━━━━━ Source data

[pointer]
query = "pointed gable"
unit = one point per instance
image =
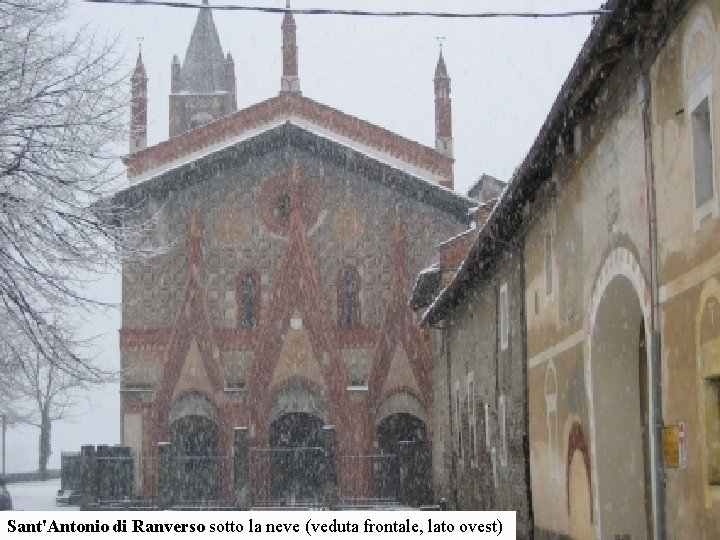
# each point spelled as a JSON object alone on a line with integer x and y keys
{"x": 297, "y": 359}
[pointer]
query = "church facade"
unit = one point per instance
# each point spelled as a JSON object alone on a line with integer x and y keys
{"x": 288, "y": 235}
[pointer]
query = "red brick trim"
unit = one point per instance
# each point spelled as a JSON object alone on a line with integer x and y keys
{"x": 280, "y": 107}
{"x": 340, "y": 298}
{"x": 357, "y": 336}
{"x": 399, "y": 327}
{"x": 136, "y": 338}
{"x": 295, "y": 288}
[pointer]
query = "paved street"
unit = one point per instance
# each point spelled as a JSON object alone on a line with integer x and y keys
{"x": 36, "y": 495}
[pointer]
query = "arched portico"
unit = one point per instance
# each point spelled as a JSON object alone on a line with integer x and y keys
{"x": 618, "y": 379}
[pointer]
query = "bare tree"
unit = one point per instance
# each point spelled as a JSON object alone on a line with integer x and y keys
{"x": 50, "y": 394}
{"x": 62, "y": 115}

━━━━━━━━━━

= Your task =
Rewrite all of the entries above, replacing "one point per instance" with "one point per occurrence" and leaving everything else unchanged. Omit the pictures from your version.

= The output =
[pointer]
query = "pointed gable"
unit = one point per occurrence
image =
# each point spelled as a JSON object alone on a line with integer x and y keys
{"x": 297, "y": 359}
[pointer]
query = "church facade"
unit = one point per occurrence
# each point spelled as a JSON object alone on a line with integer x and y keys
{"x": 288, "y": 235}
[pointer]
query = "red brick trim"
unit = one point per occurrence
# each point spelled as a JSON object alone on a line with integer x and y keys
{"x": 280, "y": 107}
{"x": 340, "y": 298}
{"x": 357, "y": 336}
{"x": 399, "y": 327}
{"x": 136, "y": 338}
{"x": 295, "y": 288}
[pointer]
query = "paved street"
unit = one point per occurrence
# each point spelled as a JSON object alone on a line with integer x and y keys
{"x": 36, "y": 495}
[pointer]
query = "arched portico"
unit = one point per occurrence
# each point spelled as a JSON object alone on a line with integer x and y keys
{"x": 618, "y": 379}
[pointer]
query = "bare tree"
unit = one point per occurrence
# each point spelled as a JSON object alone on a line with integer x and y keys
{"x": 50, "y": 394}
{"x": 62, "y": 115}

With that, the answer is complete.